◆ **GOAL**
Count the lines in the rows below that contain the word "storefront", and reply with only the number.

◆ **MATERIAL FOR THE TASK**
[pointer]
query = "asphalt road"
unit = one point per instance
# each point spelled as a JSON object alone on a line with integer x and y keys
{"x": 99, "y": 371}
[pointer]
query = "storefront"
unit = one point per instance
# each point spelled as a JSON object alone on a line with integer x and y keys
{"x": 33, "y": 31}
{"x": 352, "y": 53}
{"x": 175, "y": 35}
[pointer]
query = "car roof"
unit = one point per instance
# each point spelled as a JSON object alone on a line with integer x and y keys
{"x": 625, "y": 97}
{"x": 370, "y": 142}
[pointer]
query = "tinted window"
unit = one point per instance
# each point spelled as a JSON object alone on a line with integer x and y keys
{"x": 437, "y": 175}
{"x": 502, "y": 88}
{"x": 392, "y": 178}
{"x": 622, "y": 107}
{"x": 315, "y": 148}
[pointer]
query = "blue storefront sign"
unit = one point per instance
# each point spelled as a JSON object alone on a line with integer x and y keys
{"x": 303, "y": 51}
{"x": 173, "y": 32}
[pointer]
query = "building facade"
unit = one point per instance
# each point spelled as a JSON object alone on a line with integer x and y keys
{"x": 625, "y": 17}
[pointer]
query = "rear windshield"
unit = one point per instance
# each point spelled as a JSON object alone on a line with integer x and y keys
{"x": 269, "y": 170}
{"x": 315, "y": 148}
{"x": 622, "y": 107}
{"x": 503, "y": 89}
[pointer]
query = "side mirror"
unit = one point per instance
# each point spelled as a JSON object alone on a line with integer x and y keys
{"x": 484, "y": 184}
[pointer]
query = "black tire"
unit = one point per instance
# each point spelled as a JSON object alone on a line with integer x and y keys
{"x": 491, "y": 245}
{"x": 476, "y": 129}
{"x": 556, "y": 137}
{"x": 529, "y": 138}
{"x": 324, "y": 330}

* * *

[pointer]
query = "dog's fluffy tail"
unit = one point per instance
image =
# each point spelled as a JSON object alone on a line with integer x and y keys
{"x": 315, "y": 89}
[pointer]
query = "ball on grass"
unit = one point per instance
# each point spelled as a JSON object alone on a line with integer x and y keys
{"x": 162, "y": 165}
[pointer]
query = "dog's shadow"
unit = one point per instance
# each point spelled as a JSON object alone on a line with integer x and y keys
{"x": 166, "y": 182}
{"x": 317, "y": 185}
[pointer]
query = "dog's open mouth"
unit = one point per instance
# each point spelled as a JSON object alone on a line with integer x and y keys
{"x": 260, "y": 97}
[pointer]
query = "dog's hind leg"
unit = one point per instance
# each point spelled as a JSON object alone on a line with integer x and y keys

◆ **RESPONSE BELOW**
2